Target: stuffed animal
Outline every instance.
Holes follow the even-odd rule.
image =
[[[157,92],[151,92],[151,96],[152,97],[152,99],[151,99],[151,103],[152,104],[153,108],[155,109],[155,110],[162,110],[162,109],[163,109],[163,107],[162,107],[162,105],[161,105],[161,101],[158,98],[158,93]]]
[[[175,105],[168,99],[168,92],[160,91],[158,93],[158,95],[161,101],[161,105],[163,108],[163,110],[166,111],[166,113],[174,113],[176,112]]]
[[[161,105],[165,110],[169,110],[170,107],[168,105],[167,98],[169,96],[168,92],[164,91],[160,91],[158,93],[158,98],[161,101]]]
..........
> _Objective_
Can you rescale the rows above? Write them all out again, requests included, with every polygon coordinate in the answers multiplied by 2.5 and rounded to a whole number, halves rounding up.

> _Task solution_
Target: stuffed animal
Outline every instance.
Holes follow the even-odd rule.
image =
[[[393,230],[378,230],[378,240],[380,243],[380,248],[378,248],[378,258],[380,260],[383,270],[388,273],[388,275],[405,275],[405,273],[408,273],[408,268],[405,268],[405,263],[403,263],[403,253],[395,245],[395,233]]]
[[[438,263],[420,248],[420,230],[400,228],[395,233],[395,238],[403,253],[403,263],[408,270],[408,275],[415,278],[415,283],[435,283],[440,280]]]
[[[403,263],[413,275],[423,275],[425,268],[420,263],[418,245],[423,240],[420,230],[410,228],[400,228],[395,233],[395,245],[403,253]]]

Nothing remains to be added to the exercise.